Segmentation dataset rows
******

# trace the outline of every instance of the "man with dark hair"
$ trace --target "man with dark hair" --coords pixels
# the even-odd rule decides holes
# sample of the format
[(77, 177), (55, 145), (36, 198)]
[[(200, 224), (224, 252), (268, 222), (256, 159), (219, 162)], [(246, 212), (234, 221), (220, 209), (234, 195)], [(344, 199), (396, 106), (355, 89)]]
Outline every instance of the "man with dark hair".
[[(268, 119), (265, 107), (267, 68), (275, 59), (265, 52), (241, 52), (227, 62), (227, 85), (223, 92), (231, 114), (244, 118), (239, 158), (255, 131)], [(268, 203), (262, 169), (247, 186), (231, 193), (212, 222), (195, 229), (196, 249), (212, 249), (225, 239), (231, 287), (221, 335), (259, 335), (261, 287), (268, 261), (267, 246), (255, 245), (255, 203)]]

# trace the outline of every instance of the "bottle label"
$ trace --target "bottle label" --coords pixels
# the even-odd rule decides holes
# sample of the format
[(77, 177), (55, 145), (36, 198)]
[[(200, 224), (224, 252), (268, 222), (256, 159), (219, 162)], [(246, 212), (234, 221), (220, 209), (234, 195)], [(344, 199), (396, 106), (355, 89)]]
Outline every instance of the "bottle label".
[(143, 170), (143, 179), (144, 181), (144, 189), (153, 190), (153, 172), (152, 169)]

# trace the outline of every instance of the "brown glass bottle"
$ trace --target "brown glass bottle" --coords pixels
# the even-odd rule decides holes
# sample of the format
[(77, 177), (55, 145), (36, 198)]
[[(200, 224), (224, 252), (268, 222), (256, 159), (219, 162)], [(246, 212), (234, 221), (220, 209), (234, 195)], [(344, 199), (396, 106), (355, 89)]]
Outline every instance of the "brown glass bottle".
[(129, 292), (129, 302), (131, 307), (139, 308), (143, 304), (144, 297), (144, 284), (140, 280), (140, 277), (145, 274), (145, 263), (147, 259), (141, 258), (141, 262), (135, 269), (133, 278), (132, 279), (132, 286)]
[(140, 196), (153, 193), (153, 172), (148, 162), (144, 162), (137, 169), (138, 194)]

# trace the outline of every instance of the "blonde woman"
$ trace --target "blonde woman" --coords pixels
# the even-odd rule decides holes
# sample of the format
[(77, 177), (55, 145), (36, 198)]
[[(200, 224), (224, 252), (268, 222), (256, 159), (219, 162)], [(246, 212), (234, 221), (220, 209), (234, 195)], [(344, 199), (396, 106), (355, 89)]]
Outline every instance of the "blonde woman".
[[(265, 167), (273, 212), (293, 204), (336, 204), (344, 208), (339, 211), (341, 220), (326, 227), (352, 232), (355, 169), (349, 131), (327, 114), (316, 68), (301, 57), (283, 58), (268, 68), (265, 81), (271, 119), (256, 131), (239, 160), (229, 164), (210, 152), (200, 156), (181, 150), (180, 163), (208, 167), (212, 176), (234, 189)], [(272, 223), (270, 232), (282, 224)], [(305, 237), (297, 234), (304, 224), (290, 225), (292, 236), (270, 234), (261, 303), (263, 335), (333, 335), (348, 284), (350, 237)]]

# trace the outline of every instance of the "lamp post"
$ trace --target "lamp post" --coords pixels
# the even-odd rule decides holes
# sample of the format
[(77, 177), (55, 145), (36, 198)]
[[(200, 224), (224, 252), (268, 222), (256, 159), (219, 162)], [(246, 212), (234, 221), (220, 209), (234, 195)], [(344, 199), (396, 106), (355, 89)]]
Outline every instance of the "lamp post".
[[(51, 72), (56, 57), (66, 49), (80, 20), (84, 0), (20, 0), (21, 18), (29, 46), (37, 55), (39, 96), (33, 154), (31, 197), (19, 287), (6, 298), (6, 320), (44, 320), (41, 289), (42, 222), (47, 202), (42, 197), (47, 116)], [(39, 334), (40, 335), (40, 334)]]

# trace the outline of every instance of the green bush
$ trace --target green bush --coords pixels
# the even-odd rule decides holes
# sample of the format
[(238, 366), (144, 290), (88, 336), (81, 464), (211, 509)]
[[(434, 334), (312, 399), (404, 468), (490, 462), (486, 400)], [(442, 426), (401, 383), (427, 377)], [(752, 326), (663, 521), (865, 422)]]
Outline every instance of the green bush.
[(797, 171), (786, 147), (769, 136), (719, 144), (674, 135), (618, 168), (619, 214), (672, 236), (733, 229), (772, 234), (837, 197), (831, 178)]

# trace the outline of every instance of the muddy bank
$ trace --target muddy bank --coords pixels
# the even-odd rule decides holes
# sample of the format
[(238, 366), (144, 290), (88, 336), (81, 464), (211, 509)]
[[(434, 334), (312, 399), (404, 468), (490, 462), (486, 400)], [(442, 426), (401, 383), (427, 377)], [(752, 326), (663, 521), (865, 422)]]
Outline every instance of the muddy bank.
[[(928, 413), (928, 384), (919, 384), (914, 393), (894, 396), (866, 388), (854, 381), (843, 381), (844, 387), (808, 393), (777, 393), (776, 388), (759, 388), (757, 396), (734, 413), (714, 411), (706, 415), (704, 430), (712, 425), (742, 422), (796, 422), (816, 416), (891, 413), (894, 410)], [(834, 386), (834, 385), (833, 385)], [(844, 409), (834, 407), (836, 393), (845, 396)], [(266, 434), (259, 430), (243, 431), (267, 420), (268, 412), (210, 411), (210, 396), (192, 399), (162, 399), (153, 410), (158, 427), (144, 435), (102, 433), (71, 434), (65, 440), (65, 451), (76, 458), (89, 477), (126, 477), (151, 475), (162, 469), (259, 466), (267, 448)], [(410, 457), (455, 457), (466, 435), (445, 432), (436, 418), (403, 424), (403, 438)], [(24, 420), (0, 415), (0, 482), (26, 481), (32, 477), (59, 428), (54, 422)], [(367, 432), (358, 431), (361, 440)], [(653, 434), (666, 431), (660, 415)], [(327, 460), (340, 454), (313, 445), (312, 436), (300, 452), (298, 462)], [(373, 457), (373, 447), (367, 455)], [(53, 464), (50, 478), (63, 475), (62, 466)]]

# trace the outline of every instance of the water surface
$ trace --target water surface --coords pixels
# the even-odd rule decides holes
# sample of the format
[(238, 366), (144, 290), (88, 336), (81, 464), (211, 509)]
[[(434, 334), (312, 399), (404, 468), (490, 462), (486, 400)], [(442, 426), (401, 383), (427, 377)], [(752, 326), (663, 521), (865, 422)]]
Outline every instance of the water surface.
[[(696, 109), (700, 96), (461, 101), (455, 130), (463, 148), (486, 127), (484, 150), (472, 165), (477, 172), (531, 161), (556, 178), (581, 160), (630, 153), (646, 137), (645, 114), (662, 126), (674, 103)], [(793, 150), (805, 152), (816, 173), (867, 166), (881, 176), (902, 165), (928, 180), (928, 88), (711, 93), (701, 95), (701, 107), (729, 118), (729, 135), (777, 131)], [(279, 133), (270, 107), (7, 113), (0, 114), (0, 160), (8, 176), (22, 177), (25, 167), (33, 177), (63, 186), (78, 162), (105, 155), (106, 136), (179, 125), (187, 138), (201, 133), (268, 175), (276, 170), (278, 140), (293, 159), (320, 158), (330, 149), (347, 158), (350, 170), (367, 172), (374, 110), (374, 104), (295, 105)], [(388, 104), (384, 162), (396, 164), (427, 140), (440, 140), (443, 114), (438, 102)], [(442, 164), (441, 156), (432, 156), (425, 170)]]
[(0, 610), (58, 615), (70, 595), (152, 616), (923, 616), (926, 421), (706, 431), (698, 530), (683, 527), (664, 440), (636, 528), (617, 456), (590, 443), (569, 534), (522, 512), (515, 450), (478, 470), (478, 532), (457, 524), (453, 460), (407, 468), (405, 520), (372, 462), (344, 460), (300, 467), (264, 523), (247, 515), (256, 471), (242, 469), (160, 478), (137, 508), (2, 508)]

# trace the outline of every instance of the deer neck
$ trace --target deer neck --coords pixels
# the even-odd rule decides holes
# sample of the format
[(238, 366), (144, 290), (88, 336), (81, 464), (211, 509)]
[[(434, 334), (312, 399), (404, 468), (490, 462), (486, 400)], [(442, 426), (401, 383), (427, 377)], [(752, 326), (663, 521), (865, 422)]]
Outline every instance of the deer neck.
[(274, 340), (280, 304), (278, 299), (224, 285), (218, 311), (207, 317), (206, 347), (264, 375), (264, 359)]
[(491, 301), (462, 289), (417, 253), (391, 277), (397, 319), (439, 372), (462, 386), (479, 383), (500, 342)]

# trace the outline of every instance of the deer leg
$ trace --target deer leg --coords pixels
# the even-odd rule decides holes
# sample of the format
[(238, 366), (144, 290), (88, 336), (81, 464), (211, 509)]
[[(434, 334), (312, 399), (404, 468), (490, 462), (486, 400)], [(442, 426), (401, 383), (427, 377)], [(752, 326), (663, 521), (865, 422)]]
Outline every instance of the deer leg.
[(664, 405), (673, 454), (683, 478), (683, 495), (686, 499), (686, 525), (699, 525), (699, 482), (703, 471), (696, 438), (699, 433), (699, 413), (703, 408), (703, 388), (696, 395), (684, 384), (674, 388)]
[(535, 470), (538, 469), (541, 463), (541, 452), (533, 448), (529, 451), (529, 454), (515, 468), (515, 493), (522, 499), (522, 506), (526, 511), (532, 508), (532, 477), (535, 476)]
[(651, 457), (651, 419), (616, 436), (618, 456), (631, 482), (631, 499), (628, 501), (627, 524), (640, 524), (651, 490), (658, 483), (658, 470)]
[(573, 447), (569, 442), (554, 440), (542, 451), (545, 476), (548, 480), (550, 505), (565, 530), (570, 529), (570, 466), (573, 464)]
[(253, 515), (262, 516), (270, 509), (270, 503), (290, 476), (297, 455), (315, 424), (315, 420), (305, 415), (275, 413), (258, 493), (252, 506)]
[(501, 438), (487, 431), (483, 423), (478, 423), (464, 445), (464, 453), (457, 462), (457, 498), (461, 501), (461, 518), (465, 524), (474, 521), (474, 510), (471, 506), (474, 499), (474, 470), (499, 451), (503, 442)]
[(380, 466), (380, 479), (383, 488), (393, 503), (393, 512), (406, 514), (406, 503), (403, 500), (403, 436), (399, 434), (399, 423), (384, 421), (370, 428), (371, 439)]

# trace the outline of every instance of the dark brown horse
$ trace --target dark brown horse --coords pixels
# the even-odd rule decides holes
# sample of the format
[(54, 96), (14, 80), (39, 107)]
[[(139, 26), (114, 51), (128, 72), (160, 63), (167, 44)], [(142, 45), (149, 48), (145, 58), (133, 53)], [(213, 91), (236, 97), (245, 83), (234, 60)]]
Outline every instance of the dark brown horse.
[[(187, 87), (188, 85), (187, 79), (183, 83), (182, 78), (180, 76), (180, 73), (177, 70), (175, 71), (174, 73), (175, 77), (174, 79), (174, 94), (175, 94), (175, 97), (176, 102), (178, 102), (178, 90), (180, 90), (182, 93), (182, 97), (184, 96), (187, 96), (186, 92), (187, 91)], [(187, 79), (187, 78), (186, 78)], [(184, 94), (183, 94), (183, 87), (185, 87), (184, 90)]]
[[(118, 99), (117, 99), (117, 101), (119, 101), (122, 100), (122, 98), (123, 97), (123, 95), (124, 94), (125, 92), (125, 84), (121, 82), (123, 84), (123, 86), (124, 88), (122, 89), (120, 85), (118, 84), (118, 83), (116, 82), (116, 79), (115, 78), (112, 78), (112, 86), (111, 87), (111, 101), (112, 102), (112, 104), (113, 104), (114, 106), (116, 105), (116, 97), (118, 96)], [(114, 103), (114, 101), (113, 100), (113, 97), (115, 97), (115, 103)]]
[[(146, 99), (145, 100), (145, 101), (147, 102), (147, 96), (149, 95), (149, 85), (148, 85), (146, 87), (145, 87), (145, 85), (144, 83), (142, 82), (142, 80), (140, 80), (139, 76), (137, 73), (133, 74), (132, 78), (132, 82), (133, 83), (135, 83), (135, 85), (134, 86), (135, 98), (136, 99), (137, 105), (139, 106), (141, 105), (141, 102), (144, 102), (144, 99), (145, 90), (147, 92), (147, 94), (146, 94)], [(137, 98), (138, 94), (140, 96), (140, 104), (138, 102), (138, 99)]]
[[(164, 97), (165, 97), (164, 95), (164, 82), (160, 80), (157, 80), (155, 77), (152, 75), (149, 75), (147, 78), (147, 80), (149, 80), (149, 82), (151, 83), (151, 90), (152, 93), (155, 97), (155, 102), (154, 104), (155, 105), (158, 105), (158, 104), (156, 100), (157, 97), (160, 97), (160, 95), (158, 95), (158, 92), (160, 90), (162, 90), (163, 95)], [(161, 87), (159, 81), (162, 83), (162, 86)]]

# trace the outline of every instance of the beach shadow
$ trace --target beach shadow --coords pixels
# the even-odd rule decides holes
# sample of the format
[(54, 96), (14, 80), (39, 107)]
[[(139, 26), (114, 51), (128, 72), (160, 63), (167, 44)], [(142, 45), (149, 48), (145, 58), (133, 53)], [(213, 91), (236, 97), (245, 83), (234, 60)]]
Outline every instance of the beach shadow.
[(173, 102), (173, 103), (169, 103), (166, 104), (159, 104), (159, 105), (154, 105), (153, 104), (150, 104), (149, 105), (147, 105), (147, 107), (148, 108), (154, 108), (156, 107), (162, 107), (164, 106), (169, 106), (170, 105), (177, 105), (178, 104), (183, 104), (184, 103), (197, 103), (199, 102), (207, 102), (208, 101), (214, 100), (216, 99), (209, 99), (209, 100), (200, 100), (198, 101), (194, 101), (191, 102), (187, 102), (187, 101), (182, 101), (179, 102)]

******

### What to produce
Lay out the part that opens with the line containing "# trace the outline of every instance of the beach" and runs through the end of the rows as a JSON list of strings, one string per line, leaving out blank lines.

### Written answer
[
  "# trace the outline of every instance of the beach shadow",
  "$ trace --target beach shadow --coords pixels",
  "# the even-odd rule decides holes",
  "# sample of the format",
  "[(54, 96), (14, 80), (39, 107)]",
  "[[(139, 26), (114, 51), (128, 72), (160, 63), (167, 44)], [(142, 45), (149, 48), (145, 58), (133, 53)], [(213, 91), (236, 97), (245, 83), (234, 60)]]",
  "Outline every instance of the beach shadow.",
  "[(173, 102), (173, 103), (169, 103), (166, 104), (159, 104), (159, 105), (154, 105), (153, 104), (150, 104), (149, 105), (147, 105), (147, 107), (148, 108), (154, 108), (156, 107), (162, 107), (164, 106), (169, 106), (170, 105), (177, 105), (178, 104), (183, 104), (184, 103), (197, 103), (199, 102), (207, 102), (208, 101), (214, 100), (216, 99), (209, 99), (209, 100), (200, 100), (198, 101), (194, 101), (191, 102), (187, 102), (187, 101), (182, 101), (179, 102)]"
]